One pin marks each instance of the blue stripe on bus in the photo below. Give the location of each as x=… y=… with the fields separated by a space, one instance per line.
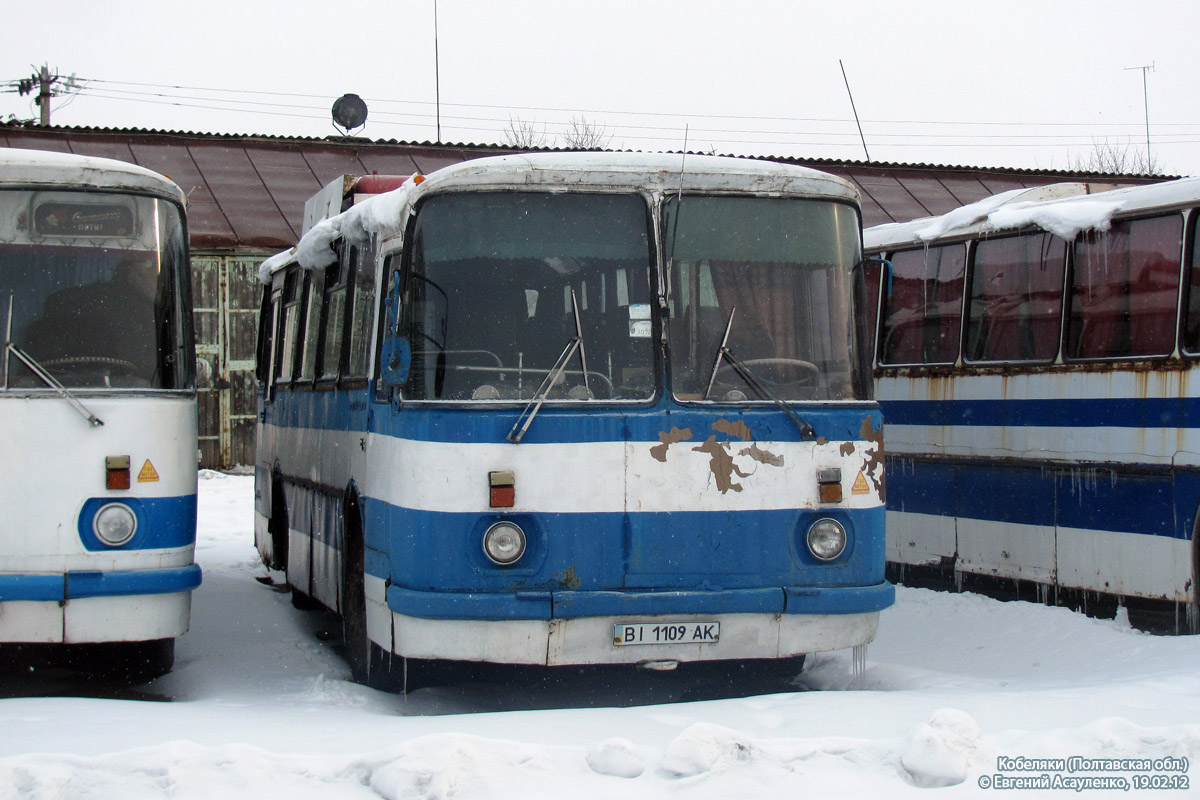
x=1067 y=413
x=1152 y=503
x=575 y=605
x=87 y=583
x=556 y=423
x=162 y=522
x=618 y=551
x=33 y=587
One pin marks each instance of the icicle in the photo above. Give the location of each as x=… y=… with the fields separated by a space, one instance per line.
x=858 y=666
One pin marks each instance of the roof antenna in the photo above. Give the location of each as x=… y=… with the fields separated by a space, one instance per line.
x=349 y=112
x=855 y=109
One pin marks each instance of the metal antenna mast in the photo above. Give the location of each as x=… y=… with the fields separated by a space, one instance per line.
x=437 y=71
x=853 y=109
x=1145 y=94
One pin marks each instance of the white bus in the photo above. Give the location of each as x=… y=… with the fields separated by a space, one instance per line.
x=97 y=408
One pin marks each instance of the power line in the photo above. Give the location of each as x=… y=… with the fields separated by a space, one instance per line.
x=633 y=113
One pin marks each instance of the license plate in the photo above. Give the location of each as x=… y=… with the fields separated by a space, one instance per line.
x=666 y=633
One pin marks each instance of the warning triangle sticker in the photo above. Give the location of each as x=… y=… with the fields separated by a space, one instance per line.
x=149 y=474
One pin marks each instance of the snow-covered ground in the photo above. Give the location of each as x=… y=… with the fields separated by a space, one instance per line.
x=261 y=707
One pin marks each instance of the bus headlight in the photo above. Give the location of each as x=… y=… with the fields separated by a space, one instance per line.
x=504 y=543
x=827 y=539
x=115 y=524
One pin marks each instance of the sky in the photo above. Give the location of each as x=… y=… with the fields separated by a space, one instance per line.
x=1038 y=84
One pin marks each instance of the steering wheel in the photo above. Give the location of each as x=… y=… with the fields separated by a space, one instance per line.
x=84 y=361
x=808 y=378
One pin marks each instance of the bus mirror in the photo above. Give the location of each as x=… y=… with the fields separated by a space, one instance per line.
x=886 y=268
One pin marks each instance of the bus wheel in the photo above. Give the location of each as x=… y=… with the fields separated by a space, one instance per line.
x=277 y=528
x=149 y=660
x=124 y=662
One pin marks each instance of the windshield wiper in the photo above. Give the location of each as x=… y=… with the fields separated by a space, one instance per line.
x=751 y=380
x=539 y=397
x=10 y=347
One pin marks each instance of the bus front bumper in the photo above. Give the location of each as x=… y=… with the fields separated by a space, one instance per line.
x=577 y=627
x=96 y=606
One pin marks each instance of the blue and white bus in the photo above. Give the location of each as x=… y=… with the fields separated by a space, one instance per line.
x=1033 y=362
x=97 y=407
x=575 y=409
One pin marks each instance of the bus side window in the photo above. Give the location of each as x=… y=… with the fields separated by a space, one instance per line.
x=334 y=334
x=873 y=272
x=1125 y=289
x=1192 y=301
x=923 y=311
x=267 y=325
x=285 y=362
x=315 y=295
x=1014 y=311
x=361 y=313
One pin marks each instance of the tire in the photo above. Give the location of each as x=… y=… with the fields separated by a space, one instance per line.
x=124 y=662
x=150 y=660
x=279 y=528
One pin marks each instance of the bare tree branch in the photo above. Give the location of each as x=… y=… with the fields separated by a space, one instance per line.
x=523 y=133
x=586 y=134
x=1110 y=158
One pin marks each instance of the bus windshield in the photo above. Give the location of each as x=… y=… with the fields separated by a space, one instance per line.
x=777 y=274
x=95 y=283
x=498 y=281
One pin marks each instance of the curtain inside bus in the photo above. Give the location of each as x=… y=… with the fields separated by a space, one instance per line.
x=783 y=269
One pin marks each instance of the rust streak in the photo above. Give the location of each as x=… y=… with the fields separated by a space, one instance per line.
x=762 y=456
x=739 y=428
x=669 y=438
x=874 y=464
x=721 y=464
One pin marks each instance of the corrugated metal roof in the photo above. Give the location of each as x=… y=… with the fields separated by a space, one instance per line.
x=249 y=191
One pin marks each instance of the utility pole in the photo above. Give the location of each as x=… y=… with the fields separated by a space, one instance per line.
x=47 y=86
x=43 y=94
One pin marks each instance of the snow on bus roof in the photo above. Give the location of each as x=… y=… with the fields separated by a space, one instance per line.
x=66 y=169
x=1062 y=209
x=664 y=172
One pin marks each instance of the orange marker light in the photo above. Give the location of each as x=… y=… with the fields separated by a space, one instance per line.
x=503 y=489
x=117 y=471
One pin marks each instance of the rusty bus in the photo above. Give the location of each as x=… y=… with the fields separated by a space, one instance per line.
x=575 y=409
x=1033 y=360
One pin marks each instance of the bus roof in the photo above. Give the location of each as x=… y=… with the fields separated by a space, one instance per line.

::::

Task to complete
Copy out the records from the start up to and including the line with "x=808 y=378". Keep every line, wording included, but add 149 to each x and y coordinate in the answers, and leave out the pictures.

Answer for this exercise
One pin marks each instance of the blue stripe on bus in the photo below. Give the location of each as x=… y=… with the fields separated by a space, one instance per line.
x=1216 y=562
x=1301 y=652
x=724 y=754
x=236 y=732
x=705 y=572
x=311 y=671
x=767 y=700
x=182 y=736
One pin marks each instance of the icicle in the photo above. Give the location of each as x=… y=… with the fields separated by a space, one instance per line.
x=1007 y=815
One pin marks each instance of the roof antenna in the photo above. Give the location of each as x=… y=… with the fields separated by a space, one instance per line.
x=498 y=261
x=1004 y=258
One pin marks each instance of the metal antenna mast in the photo above. Give the location of each as x=… y=… with the fields separated by a space, one instance per line.
x=586 y=220
x=1002 y=258
x=1294 y=243
One pin marks each instance of the white bus in the photo above. Give the location of each as x=… y=… with the fields separated by a space, one instance per line.
x=246 y=557
One pin marks each instance of the power line in the photo above. Give the location of each as x=… y=… with the fields separated by a space, one instance per line.
x=782 y=262
One pin marks each instance of the license plate in the photo above. Give the location of each as x=… y=… with the fields separated by a space, one instance per line.
x=815 y=782
One pin marks each instance of the warning triangle sticker in the photo above. Give the location of each as x=… y=… with the fields separated by a space, one instance per line.
x=298 y=623
One pin marks each instance of the snow-covered ground in the photo above. Give the location of each as x=… y=… with the fields separated by a space, one instance per line.
x=410 y=856
One pin marks each instance of the bus headlight in the photo above. Give the location of each as x=… y=… with the fields separated by a space, one instance per line.
x=653 y=692
x=976 y=688
x=264 y=673
One pin marks each instance of the sky in the photo above. Give the location of each as x=… y=… with the fields separated by a space, one instance per line.
x=1187 y=233
One pin marks each instance of the steering wheel in the photo above. Give the location of each as x=… y=… with the fields separated by a space, one instance per line.
x=233 y=510
x=957 y=527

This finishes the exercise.